# INSTRUCTIONS TO FOLLOW
Copy out the records so that each line matches the original.

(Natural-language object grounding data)
════════
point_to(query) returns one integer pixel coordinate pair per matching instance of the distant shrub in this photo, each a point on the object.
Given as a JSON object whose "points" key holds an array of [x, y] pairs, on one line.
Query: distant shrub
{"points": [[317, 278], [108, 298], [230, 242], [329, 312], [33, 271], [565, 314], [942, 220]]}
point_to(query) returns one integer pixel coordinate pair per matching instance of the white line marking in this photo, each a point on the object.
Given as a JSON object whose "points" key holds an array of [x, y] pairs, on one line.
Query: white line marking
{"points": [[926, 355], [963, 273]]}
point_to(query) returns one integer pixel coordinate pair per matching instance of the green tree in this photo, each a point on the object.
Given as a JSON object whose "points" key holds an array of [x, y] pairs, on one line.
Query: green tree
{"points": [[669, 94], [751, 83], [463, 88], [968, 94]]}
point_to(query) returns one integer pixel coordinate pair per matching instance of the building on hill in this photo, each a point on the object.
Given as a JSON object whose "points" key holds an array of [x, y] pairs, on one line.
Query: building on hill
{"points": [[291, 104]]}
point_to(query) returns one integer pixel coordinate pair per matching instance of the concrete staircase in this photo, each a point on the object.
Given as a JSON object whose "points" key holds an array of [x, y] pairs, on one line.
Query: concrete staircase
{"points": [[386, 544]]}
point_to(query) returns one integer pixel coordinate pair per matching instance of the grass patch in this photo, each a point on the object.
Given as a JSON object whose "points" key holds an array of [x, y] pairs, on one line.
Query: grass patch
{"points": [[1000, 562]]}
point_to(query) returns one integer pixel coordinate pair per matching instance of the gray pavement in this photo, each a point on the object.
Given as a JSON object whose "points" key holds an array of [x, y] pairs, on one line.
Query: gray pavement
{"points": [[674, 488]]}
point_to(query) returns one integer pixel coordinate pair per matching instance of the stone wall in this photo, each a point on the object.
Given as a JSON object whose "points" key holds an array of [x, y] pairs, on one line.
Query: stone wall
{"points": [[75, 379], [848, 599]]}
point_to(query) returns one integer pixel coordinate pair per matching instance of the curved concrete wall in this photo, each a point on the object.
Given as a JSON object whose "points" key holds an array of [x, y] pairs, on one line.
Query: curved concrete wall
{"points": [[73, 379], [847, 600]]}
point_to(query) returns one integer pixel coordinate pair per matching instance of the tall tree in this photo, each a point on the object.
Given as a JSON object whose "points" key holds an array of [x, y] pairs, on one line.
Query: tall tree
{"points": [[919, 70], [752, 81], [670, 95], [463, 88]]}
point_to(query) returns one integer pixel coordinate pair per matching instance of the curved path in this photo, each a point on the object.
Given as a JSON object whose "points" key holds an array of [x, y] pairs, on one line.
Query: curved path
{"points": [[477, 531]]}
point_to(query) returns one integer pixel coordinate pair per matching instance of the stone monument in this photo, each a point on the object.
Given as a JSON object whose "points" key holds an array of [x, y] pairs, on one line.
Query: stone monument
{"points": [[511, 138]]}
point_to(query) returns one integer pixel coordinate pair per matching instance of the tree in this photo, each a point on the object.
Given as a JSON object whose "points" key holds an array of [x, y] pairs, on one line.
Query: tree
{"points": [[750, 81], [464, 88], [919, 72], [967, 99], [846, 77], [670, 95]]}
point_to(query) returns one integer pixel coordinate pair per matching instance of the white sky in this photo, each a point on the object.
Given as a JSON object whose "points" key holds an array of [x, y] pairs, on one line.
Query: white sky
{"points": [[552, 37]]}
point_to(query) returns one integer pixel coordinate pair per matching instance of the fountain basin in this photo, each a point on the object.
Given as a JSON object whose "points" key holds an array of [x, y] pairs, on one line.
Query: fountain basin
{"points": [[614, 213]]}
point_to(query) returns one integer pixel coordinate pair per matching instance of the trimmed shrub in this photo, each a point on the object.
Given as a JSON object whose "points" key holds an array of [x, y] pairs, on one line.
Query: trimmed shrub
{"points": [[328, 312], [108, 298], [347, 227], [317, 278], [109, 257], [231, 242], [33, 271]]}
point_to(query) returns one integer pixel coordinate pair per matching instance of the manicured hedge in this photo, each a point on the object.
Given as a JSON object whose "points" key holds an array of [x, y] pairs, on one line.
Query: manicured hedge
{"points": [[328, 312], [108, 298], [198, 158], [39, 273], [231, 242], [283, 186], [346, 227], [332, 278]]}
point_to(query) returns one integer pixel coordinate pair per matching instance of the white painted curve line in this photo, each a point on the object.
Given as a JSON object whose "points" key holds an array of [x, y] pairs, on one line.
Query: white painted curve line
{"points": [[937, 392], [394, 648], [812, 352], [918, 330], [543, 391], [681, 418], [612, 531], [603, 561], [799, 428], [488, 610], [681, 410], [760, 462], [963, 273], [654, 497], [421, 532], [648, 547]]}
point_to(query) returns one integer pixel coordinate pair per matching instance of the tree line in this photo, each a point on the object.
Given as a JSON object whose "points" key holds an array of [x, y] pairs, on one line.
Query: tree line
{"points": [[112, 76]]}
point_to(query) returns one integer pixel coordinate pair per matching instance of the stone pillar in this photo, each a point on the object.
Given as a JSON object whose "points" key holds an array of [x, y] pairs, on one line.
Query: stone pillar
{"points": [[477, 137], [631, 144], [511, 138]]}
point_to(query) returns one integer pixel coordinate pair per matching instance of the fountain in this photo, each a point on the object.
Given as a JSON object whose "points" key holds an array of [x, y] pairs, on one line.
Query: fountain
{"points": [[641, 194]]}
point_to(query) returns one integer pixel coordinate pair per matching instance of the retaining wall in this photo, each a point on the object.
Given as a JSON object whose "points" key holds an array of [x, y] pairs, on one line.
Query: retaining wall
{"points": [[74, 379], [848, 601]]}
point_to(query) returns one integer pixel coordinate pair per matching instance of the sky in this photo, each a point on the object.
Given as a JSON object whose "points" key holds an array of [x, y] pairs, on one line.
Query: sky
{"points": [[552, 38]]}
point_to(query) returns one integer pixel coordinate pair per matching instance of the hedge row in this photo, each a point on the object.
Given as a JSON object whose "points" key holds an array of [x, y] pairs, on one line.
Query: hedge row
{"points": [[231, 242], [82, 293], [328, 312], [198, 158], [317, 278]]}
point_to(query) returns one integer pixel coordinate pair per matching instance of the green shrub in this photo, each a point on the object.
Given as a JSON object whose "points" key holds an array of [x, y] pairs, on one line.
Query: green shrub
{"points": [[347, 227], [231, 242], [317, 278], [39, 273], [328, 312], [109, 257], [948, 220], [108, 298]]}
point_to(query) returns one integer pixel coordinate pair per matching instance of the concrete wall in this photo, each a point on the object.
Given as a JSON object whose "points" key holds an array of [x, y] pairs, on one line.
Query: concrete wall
════════
# RESULT OF THIS TASK
point_to(query) returns one integer pixel coordinate pair per matching instance of the distant shrub in this photo, each a point on the object.
Given as a JSON object whose "points" key holds an array of [x, y] pairs, on one line.
Query: distant shrub
{"points": [[317, 278], [108, 298], [230, 242], [329, 312], [33, 271], [565, 314], [942, 220]]}
point_to(query) returns one integer pixel coordinate pair per matching instance of the white line marking in this photo, each a point on the object.
Given as a JSON object whose "points" key holds an array of [x, y] pairs, on one line.
Query: white line marking
{"points": [[926, 355], [963, 273]]}
point_to(query) returns one integer pixel coordinate pair per matching instance of the green tree in this photo, each a point on the object.
Given as a JSON object whose "points" key holds an array of [x, y] pairs, on one line.
Query: green tree
{"points": [[669, 94], [751, 83], [463, 88], [968, 94]]}
point_to(query) returns one integer pixel coordinate pair per matching instance of the building on hill in this photo, each a point on the object.
Given as a JSON object whose "points" key holds an array of [x, y] pairs, on one line.
Query: building on hill
{"points": [[291, 104]]}
point_to(query) returns one integer pixel coordinate pair per matching instance of the concrete staircase in this photo, each a point on the object.
Given as a JSON object whose "points" key holds an array of [x, y] pairs, on one line.
Query: concrete staircase
{"points": [[386, 544]]}
point_to(query) returns one integer pixel coordinate pair per matching instance of the grass patch in this photo, each a point on the object.
Given as a JSON object whose "points" key holds an array of [x, y] pairs, on one line.
Query: grass patch
{"points": [[1000, 562]]}
point_to(query) returns one integer pixel coordinate pair per matching instance of the gray pavement in this photo, each a point on the object.
Given as a JSON object whose "points" key holds an array of [x, y] pairs, on one line.
Query: gray pavement
{"points": [[674, 488]]}
point_to(query) returns one integer pixel coordinate pair per matching instance of the stone wall in this photo, each a point on the object.
Given as a JSON object whose "points" key holds an array of [x, y] pairs, on one line.
Query: stone wall
{"points": [[75, 379], [848, 599]]}
point_to(query) returns one integer pixel coordinate pair per matching instance of the curved concrete wall in this photo, each a point on the object.
Given as a JSON object whose "points" key holds an array of [x, y] pairs, on one line.
Query: curved concrete wall
{"points": [[73, 379], [847, 600]]}
point_to(query) returns one integer pixel coordinate pair per matching instance of the tall tree in this photo, each a point on the object.
Given as a JSON object whose "points" key holds an array of [x, y] pairs, on one line.
Query: tall tree
{"points": [[919, 70], [752, 81], [670, 95], [463, 88]]}
point_to(query) returns one integer pixel coordinate pair per matching instance of the curved path in this photo, each a point on the object.
Given as a JSON object whose "points" key holds an array of [x, y] pairs, on one line.
Query: curved path
{"points": [[477, 531]]}
point_to(query) returns one integer pixel coordinate pair per matching instance of the stone monument in this photo, each a point on the object.
Given as a JSON object whose "points" key holds an array of [x, y] pairs, on one line.
Query: stone monument
{"points": [[511, 138]]}
point_to(query) returns one integer pixel coordinate pair per matching instance of the tree in this photo, each a point on the object.
Given as a JSON object whose "points" key holds an array of [x, y] pairs, on one line.
Query: tree
{"points": [[750, 81], [464, 88], [919, 72], [967, 99], [846, 77], [670, 95]]}
point_to(query) returns one integer pixel coordinate pair per matching instance of the white sky in this photo, each a point on the object.
Given as a JSON object whose "points" key holds an array of [x, y] pairs, on one line.
Query: white sky
{"points": [[552, 37]]}
point_to(query) returns one integer pixel coordinate pair per matching instance of the fountain basin in this photo, each a point on the object.
Given as a JSON object whose "points" key holds an array of [x, y] pairs, on one line.
Query: fountain basin
{"points": [[614, 213]]}
point_to(query) returns one integer pixel coordinate pair per matching instance of the trimmed shrub in this photo, each a point on the object.
Given as a JSON object whose "points" key holds an array of [x, y] pairs, on one line.
Query: trimmed shrub
{"points": [[328, 312], [108, 298], [347, 227], [317, 278], [109, 257], [231, 242], [33, 271]]}
point_to(query) returns one integer pixel coordinate pair per matching instance of the manicured hedge in this photo, each a point on the object.
Given as a JSON object whose "points" key holds an array of [x, y] pairs, on one line.
Query: manicured hedge
{"points": [[328, 312], [108, 298], [198, 158], [39, 273], [231, 242], [283, 186], [346, 227], [332, 278]]}
point_to(query) returns one integer pixel coordinate pair per matching instance of the white painted curve line in this photo, each a point on the object.
Given as a JSON object whose "points" key holds an array of [x, y] pairs, on one line.
Query: white painted curve line
{"points": [[937, 392], [394, 648], [812, 352], [918, 330], [543, 391], [681, 418], [612, 531], [603, 561], [799, 428], [488, 610], [681, 410], [760, 462], [963, 273], [654, 497], [421, 532], [648, 547]]}
point_to(query) returns one integer pixel coordinate pair per matching instance of the tree line in this photo, each a point on the object.
Given as a JSON object whose "points" key holds an array of [x, y] pairs, on one line.
Query: tree line
{"points": [[112, 76]]}
point_to(query) returns one integer pixel coordinate pair per matching instance of the stone pillar in this photo, each a point on the object.
Given as a JSON object whose "points" key holds an array of [x, y] pairs, on one line.
Query: stone pillar
{"points": [[477, 137], [631, 144], [511, 138]]}
point_to(query) returns one integer pixel coordinate pair per matching instance of the fountain in this photo, each a point on the object.
Given as a JSON object whose "points" key holds an array of [x, y] pairs, on one line.
Query: fountain
{"points": [[641, 194]]}
point_to(query) returns one integer pixel coordinate pair per matching instance of the retaining wall in this photo, each a point on the object.
Given as a JSON object whose "points" key holds an array of [x, y] pairs, on one line.
Query: retaining wall
{"points": [[74, 379], [848, 601]]}
point_to(query) returns one integer pixel coordinate pair per matching instance of the sky in this photo, each a point on the object.
Given as a JSON object whose "points" key holds an array of [x, y] pairs, on one line.
Query: sky
{"points": [[552, 38]]}
point_to(query) returns one integer pixel coordinate pair per matching instance of the hedge row in this photo, each a point on the object.
Given as a JSON object whose "points" key holds an array of [x, y] pairs, on one line.
Query: hedge row
{"points": [[231, 242], [82, 293], [328, 312], [198, 158], [317, 278]]}
point_to(query) returns one integer pixel coordinate pair per matching instance of the green shrub in this photo, each a point on the object.
Given as a JSON object whose "points" key holds an array of [x, y] pairs, on one line.
Query: green shrub
{"points": [[347, 227], [231, 242], [317, 278], [39, 273], [328, 312], [109, 257], [948, 220], [108, 298]]}
point_to(query) returns one integer pixel coordinate pair per matching instance of the concrete wall in this photo, each a point on the object.
Given as a JSON object whose "points" key holds an array of [x, y] pairs, on one line.
Query: concrete wall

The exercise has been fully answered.